> [Task instructions] Copy out, unchanged, the lines of the material below that run from the line containing "142, row 108." through the line containing "column 129, row 65", including both of those lines.

______________________________

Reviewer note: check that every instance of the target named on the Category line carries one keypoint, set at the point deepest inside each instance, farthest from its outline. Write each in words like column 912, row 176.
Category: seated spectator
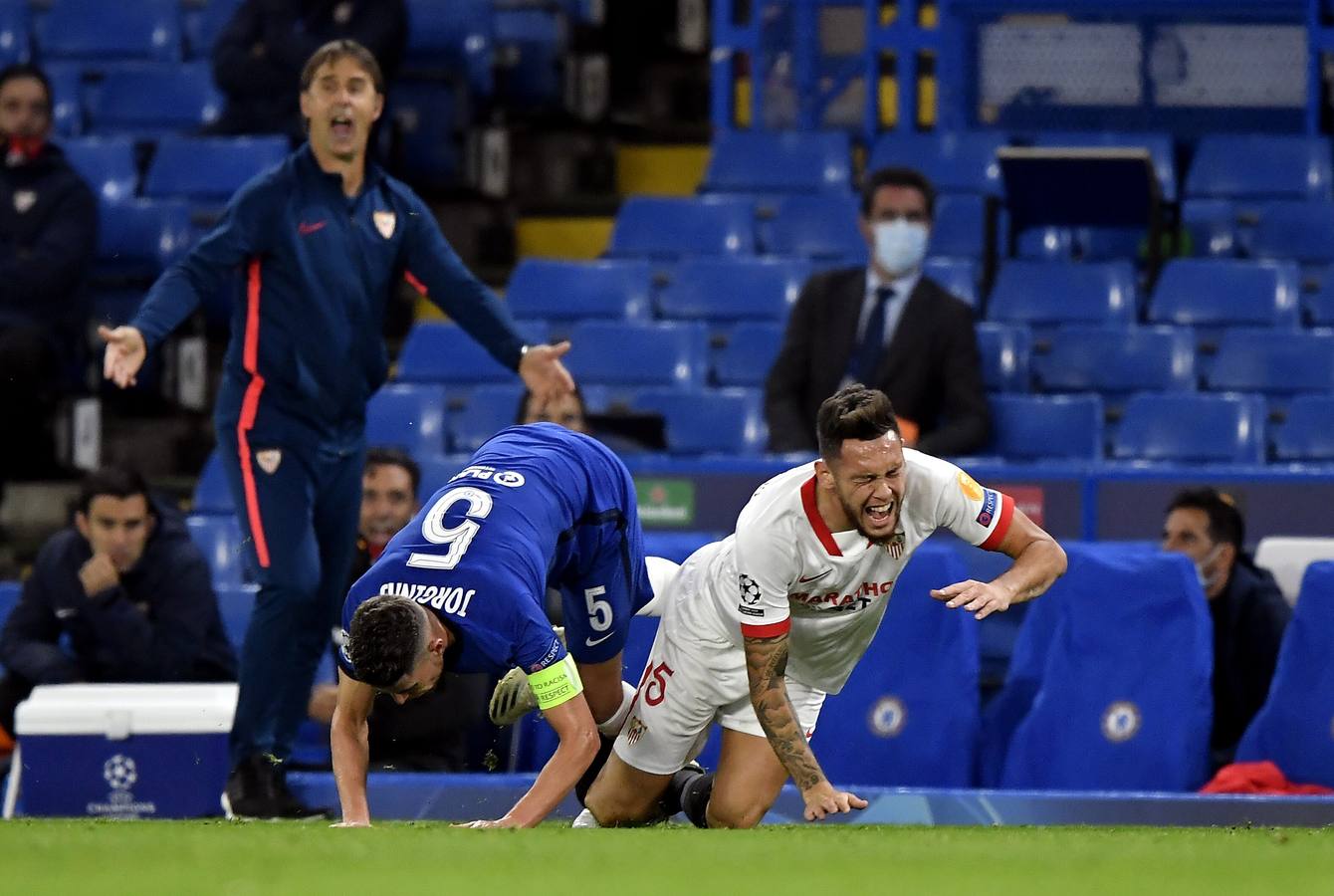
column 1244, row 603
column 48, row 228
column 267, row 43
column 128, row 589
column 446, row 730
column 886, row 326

______________________________

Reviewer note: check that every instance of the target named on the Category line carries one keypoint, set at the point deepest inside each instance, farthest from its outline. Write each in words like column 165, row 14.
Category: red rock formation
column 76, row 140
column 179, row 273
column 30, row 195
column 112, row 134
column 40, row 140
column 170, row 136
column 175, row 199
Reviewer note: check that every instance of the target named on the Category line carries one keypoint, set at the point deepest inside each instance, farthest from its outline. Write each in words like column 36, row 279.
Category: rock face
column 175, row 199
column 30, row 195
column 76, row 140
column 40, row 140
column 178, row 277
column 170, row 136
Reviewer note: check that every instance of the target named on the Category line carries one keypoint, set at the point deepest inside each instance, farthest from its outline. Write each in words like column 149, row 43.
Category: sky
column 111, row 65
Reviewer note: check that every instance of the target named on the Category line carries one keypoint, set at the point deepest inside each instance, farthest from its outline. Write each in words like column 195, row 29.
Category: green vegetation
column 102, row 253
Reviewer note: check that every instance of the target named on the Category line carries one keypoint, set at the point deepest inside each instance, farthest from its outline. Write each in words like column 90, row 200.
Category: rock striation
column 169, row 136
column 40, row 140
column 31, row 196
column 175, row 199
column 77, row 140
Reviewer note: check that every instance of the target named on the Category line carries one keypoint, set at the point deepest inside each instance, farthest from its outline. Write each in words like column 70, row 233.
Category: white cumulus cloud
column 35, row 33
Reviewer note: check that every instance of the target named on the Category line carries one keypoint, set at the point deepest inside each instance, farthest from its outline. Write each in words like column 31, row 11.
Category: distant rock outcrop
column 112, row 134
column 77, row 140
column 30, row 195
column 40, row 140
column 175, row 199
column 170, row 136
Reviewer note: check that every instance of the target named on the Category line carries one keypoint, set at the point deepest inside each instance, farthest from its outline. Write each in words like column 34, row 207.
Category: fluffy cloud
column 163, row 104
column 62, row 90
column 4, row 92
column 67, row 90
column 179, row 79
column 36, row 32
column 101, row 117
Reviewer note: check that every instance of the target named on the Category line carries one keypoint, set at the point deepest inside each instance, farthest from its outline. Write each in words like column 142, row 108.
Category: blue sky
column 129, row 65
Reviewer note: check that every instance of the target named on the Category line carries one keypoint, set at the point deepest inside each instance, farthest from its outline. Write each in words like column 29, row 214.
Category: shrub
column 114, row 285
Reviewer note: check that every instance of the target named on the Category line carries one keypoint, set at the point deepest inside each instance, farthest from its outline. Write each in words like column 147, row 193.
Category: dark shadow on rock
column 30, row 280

______________________________

> [Exercise response]
Reviewer note: check that every instance of the target named on the Category line carries one keypoint, set at the point deepest inside each instance, farthest from its outline. Write each in words like column 142, row 108.
Category: blue sky
column 129, row 65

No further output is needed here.